• PROVIDED RECORDS:

================

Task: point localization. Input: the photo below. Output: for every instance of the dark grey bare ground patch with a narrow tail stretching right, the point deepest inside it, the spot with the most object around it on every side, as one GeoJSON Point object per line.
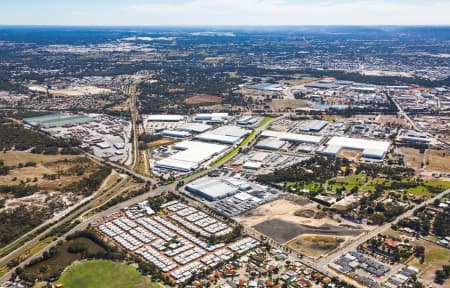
{"type": "Point", "coordinates": [283, 231]}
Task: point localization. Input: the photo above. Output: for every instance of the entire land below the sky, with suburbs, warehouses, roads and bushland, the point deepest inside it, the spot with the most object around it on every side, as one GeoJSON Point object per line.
{"type": "Point", "coordinates": [179, 158]}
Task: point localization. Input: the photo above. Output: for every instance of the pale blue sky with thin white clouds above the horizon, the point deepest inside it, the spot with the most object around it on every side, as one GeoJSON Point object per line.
{"type": "Point", "coordinates": [224, 12]}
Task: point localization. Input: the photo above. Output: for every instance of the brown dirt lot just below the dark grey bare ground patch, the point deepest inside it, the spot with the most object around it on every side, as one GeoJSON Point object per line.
{"type": "Point", "coordinates": [315, 246]}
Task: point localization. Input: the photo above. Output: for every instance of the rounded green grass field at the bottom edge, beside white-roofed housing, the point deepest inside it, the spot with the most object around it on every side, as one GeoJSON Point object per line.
{"type": "Point", "coordinates": [103, 274]}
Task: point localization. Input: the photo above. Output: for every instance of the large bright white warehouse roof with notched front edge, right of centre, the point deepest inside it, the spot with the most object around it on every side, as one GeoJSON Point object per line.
{"type": "Point", "coordinates": [370, 148]}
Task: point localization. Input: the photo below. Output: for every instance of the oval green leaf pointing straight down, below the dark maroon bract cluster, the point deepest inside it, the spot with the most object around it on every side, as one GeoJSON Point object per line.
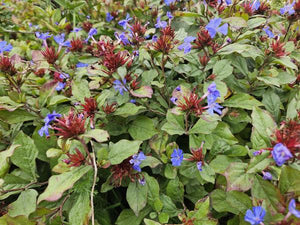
{"type": "Point", "coordinates": [136, 196]}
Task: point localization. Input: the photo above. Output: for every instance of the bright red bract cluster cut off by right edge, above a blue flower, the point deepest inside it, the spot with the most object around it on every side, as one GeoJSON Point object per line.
{"type": "Point", "coordinates": [289, 135]}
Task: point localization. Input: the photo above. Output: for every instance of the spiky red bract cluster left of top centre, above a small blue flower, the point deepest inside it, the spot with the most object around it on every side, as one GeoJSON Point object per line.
{"type": "Point", "coordinates": [112, 61]}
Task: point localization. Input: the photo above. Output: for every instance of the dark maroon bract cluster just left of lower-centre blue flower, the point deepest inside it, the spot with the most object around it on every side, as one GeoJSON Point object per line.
{"type": "Point", "coordinates": [123, 170]}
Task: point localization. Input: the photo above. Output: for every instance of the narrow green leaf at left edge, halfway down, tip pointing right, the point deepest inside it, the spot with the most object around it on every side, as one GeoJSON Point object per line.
{"type": "Point", "coordinates": [17, 116]}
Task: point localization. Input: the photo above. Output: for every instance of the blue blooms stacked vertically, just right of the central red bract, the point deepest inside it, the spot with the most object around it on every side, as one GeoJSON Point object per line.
{"type": "Point", "coordinates": [212, 96]}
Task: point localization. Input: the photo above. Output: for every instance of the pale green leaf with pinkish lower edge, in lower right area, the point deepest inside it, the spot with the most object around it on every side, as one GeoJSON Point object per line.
{"type": "Point", "coordinates": [237, 178]}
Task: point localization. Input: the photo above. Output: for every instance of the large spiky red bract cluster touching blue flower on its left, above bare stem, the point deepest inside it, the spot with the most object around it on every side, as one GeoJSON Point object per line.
{"type": "Point", "coordinates": [70, 126]}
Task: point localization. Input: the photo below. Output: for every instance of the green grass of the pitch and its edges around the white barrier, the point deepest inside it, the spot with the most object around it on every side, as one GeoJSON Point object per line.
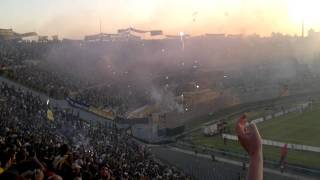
{"type": "Point", "coordinates": [299, 128]}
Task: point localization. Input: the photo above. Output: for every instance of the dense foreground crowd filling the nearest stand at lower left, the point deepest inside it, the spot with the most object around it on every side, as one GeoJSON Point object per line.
{"type": "Point", "coordinates": [34, 147]}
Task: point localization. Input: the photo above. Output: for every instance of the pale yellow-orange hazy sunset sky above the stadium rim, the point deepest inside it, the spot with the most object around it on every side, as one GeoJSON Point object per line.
{"type": "Point", "coordinates": [76, 18]}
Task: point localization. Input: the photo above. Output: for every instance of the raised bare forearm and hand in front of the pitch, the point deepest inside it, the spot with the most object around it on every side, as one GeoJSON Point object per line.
{"type": "Point", "coordinates": [250, 140]}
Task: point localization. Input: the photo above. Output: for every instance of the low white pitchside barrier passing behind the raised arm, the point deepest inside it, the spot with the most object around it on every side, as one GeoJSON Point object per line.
{"type": "Point", "coordinates": [279, 144]}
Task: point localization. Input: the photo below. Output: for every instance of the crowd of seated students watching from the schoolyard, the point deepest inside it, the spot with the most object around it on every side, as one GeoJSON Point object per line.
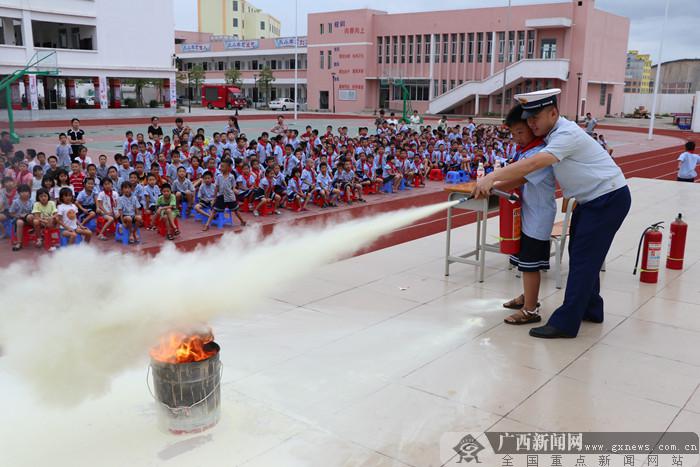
{"type": "Point", "coordinates": [190, 170]}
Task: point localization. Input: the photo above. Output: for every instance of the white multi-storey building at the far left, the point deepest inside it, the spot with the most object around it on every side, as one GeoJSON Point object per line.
{"type": "Point", "coordinates": [97, 43]}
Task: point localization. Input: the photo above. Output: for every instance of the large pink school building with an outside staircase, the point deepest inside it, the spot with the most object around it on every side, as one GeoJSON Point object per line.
{"type": "Point", "coordinates": [453, 61]}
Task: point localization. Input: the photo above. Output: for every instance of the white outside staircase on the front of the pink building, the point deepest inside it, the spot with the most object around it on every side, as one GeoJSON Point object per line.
{"type": "Point", "coordinates": [524, 69]}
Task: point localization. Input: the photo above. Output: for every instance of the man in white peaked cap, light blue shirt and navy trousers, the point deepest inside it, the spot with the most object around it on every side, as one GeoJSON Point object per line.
{"type": "Point", "coordinates": [588, 174]}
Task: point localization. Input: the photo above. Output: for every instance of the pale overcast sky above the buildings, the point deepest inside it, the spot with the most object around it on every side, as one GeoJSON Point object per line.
{"type": "Point", "coordinates": [646, 17]}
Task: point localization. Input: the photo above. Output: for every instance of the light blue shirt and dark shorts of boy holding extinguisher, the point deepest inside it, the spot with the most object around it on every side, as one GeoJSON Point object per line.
{"type": "Point", "coordinates": [539, 208]}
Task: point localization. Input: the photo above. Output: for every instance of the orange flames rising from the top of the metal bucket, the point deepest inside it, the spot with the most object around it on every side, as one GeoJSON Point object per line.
{"type": "Point", "coordinates": [179, 347]}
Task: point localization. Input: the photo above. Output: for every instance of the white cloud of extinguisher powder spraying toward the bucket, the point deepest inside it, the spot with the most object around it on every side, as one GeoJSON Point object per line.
{"type": "Point", "coordinates": [83, 315]}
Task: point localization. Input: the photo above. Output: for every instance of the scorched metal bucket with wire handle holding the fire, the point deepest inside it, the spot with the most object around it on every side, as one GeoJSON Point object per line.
{"type": "Point", "coordinates": [188, 395]}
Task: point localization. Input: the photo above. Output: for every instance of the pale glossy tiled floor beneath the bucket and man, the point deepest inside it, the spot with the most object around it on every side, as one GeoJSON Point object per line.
{"type": "Point", "coordinates": [373, 359]}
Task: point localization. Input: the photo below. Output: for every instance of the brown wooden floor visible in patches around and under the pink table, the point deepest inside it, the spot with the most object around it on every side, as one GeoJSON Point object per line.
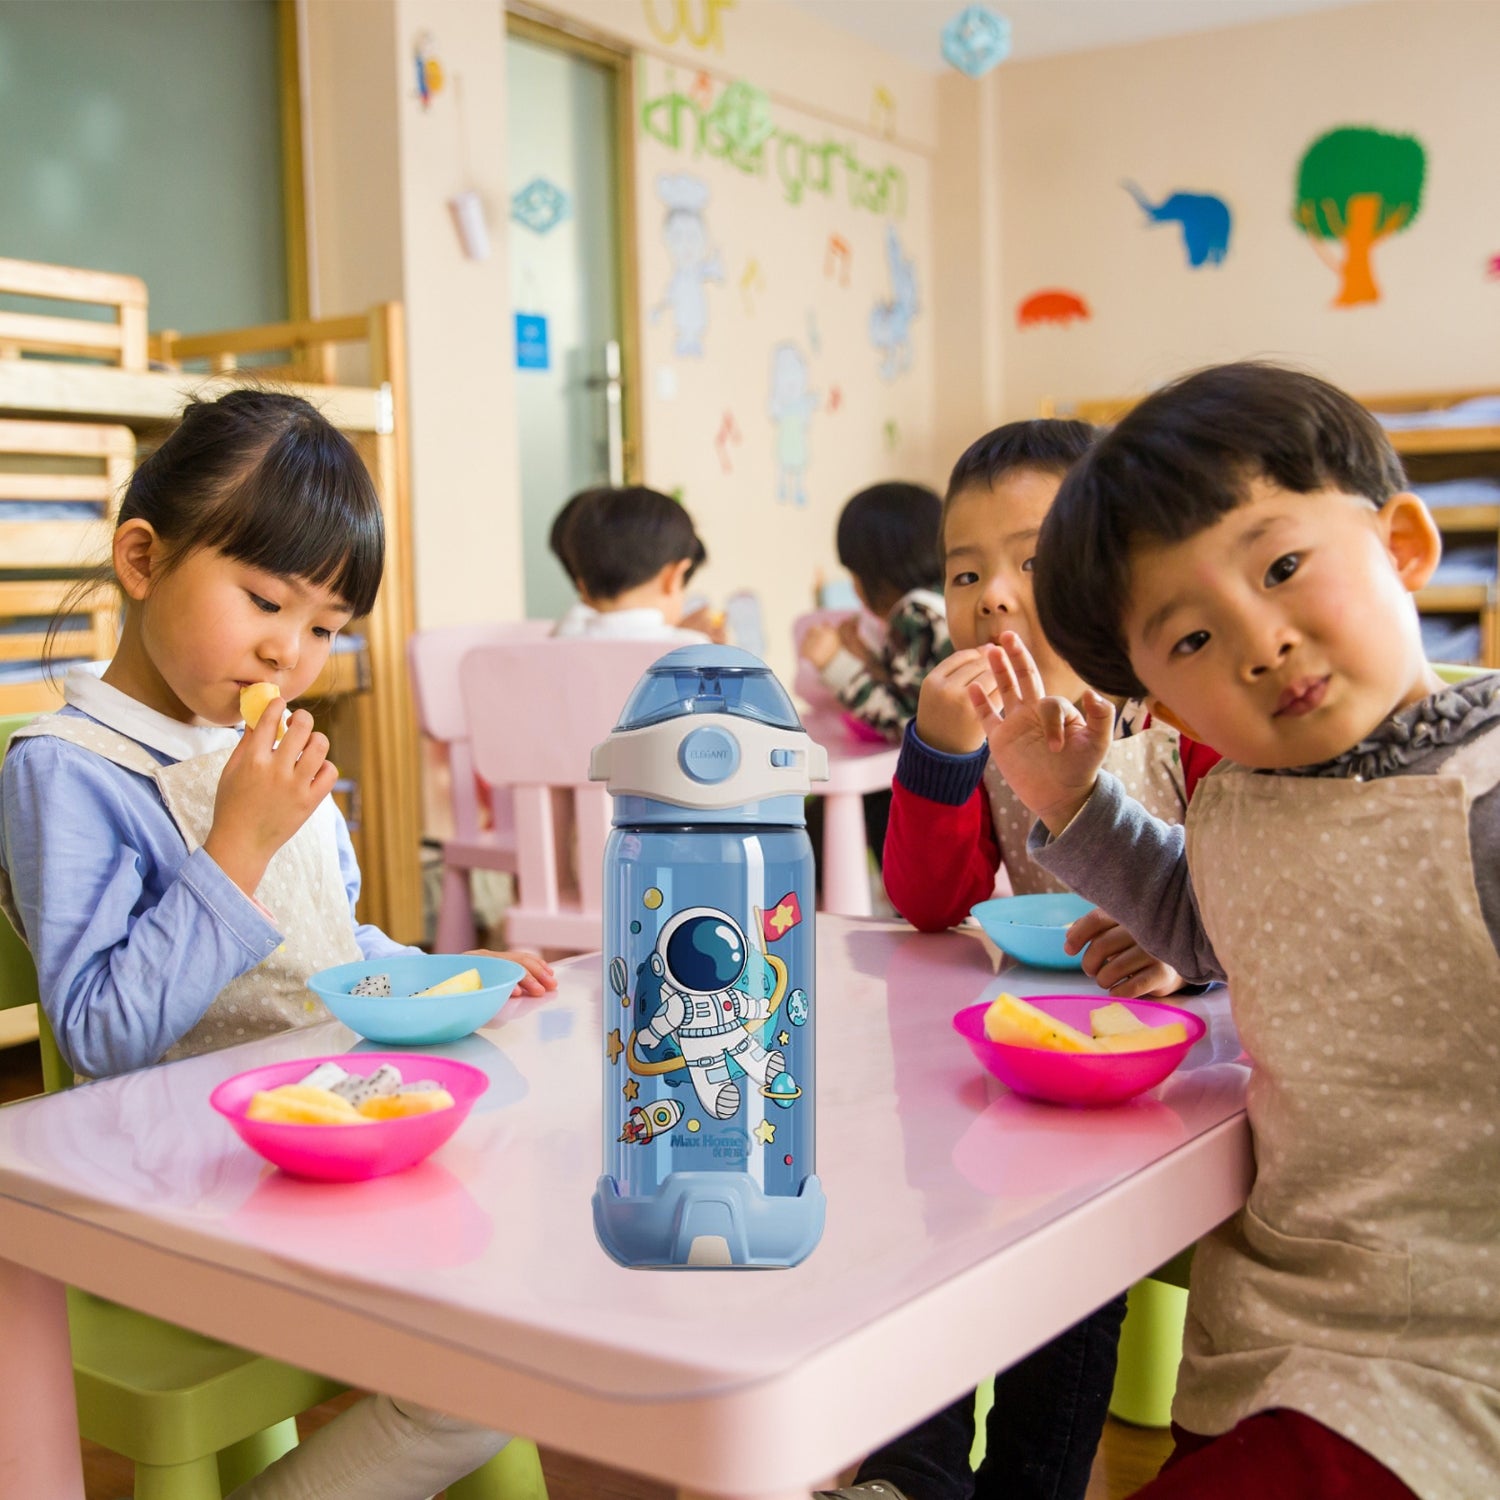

================

• WHAT THE EXERCISE ASKS: Leaving aside the images, write out every entry above exactly.

• YOUR SOLUTION:
Task: point localization. Input: the photo below. Output: for every instance of the dark grey bare ground patch with a narrow tail stretching right, the point deepest inside it, the spot with the most object around it on every side, as one GeoJSON Point object per line.
{"type": "Point", "coordinates": [283, 231]}
Task: point localization. Input: the photo above. Output: for every instance of the entire land below the sky, with suburbs, warehouses, roads and bushland, the point deepest inside it, the spot with the most object around it on every side, as one GeoJSON Point object per line.
{"type": "Point", "coordinates": [179, 158]}
Task: point localization. Input: the photo above. Output: for every instance of the pale blue sky with thin white clouds above the horizon, the point deepest inside it, the spot with the most object around it on every side, as one GeoJSON Point object per line.
{"type": "Point", "coordinates": [224, 12]}
Task: point localization. Input: the photo above. Output: for every instance of the brown dirt lot just below the dark grey bare ground patch, the point deepest inside it, the spot with the most object around it on every side, as one GeoJSON Point object per line.
{"type": "Point", "coordinates": [315, 246]}
Task: point localization. Input: the photo above. Output: for every instance of the rounded green grass field at the bottom edge, beside white-roofed housing, the point deepest inside it, the spot with the most object around it on every side, as one GeoJSON Point object per line.
{"type": "Point", "coordinates": [103, 274]}
Task: point localization. Input: the photo above. Output: for every instance of the large bright white warehouse roof with notched front edge, right of centre, the point deepest inside it, the spot with the most object around it on every side, as one GeoJSON Point object per line.
{"type": "Point", "coordinates": [370, 148]}
Task: point localization. Input: the photo below. Output: for every instance of the oval green leaf pointing straight down, below the dark maroon bract cluster, the point deepest inside it, the spot with the most object around it on every side, as one GeoJSON Point object per line.
{"type": "Point", "coordinates": [136, 196]}
Task: point localization. Input: the photo above. Output: for every instance of the bright red bract cluster cut off by right edge, above a blue flower, the point deepest inside it, the spot with the most object around it on every side, as one GeoJSON Point object per line.
{"type": "Point", "coordinates": [289, 135]}
Task: point localization. Input: the photo above. Output: for every instance of the spiky red bract cluster left of top centre, above a small blue flower, the point deepest inside it, the spot with the most object around it on every side, as one GeoJSON Point object per line.
{"type": "Point", "coordinates": [112, 61]}
Task: point localization. Input: the photo above. Output: for every instance of the dark maroon bract cluster just left of lower-centre blue flower, the point deepest inside it, the spot with the most object around it on every side, as one GeoJSON Point object per line.
{"type": "Point", "coordinates": [123, 170]}
Task: point localization. Input: the photo above. Output: for every instance of the narrow green leaf at left edge, halfway down, tip pointing right, the point deepest inside it, the spot with the most object around it on every side, as one GeoJSON Point object per line.
{"type": "Point", "coordinates": [17, 116]}
Task: point localization. Input: the photo above. Output: for every instance of the blue blooms stacked vertically, just right of the central red bract, the point deepest inside it, the spot with the most object around it on every side, as one GeoJSON Point object per line.
{"type": "Point", "coordinates": [212, 96]}
Task: point localization. Input: the photo above. Output: for every instance of the pale green leaf with pinkish lower edge, in lower right area, the point deepest inside it, the spot with the most object around it on every side, as one GeoJSON Point object per line.
{"type": "Point", "coordinates": [237, 178]}
Task: point localization. Input: the photo above. Output: for every instance of the large spiky red bract cluster touching blue flower on its left, above bare stem, the point deepest inside it, the spot with the most object around it on every side, as one GeoJSON Point object per line.
{"type": "Point", "coordinates": [70, 126]}
Task: point localization. Input: the photo below. Output: for every instance of the green grass of the pitch and its edges around the white barrier, the point deepest inside it, the spot with the most object around it on every side, as one GeoJSON Point object per line.
{"type": "Point", "coordinates": [299, 128]}
Task: point localization. Input: the photo above. Output: for every instance of the dense foreground crowd filling the nearest stand at lower left, the point deepest inside it, the spot with the most object around it on every side, as one GeoJSON Point object per line.
{"type": "Point", "coordinates": [34, 147]}
Task: point localization. Input: the photo above. Output: for every instance of the pale yellow-orange hazy sunset sky above the stadium rim, the point deepest inside it, the spot with the most object around it on every side, as one GeoJSON Point object per line.
{"type": "Point", "coordinates": [76, 18]}
Task: point localization. Input: the photo above. Output: for every instance of the raised bare forearm and hand in front of the pitch, the point deepest inside it, the spot with the most object around it on every side, as one GeoJSON Point object per line.
{"type": "Point", "coordinates": [250, 140]}
Task: point localization. Input: the photo above. Output: for every instance of the low white pitchside barrier passing behind the raised arm, the point deepest inside it, the spot with the most object around it on every side, as one GeoJSON Point object per line.
{"type": "Point", "coordinates": [279, 144]}
Task: point localization. Input: the photo below. Output: for every instance of the crowd of seated students watching from the schoolyard, the point deepest inside it, the spot with the most object around it on every side, as one GeoJSON Point object per line.
{"type": "Point", "coordinates": [190, 170]}
Task: point localization. Input: the photo above. Output: for every instance of the white multi-storey building at the far left, the point deepest inside it, the spot with the most object around it on every side, as one GeoJSON Point object per line.
{"type": "Point", "coordinates": [97, 43]}
Task: point localization. Input: the photo above. Output: for every instance of the large pink school building with an outside staircase, the point deepest inside it, the spot with the most object around it on every side, as one GeoJSON Point object per line.
{"type": "Point", "coordinates": [453, 61]}
Task: point localization. Input: the photo above. Output: for every instance of the white outside staircase on the front of the pink building, the point deepest inside it, the spot with the most object around it on every side, as one GeoJSON Point object per line.
{"type": "Point", "coordinates": [524, 69]}
Task: point localization. Input: the photo above. Output: for every instance of the man in white peaked cap, light blue shirt and navy trousers, the point deepest inside it, the spot with the most object around it on every side, as one GeoJSON Point object per line.
{"type": "Point", "coordinates": [588, 174]}
Task: point localization. Input: the photo above. Output: for every instance of the pale overcast sky above the buildings, the point deepest inside it, the spot with the most object around it on every side, as one GeoJSON Point object per line.
{"type": "Point", "coordinates": [646, 17]}
Task: point localization. Input: the photo above. Output: for every instance of the light blue shirt and dark shorts of boy holding extinguisher, the point deepest inside it, the spot with the most object around it on every side, as one GeoJSON Point object per line.
{"type": "Point", "coordinates": [539, 208]}
Task: point localization. Input: the photo above. Output: for every instance of the orange flames rising from the top of the metal bucket, the point deepest inside it, the spot with the most object around it on every side, as one GeoJSON Point object per line.
{"type": "Point", "coordinates": [179, 347]}
Task: point localization. Input: the photo above. Output: for every instance of the white cloud of extinguisher powder spraying toward the bucket, the point deepest inside it, the spot with the most object around it on every side, as one GeoJSON Point object per line.
{"type": "Point", "coordinates": [83, 315]}
Task: point localization. Input: the photo above. Output: for every instance of the scorched metal bucket with wire handle holding the fire, the point deepest inside it, the spot with the most object around it on every side, as one GeoJSON Point object per line.
{"type": "Point", "coordinates": [188, 395]}
Task: point localization. Input: the photo above. Output: for every instance of the pale glossy tiled floor beneath the bucket and man, the point deepest inside it, the spot with the most object around it on every side, as one GeoJSON Point object per line.
{"type": "Point", "coordinates": [373, 359]}
Task: point localization. Input: the photo below. Output: for every instance of the brown wooden floor visible in patches around and under the pink table, the point deepest inside it, the spot with the most object around it on every side, as one GeoJSON Point object per line.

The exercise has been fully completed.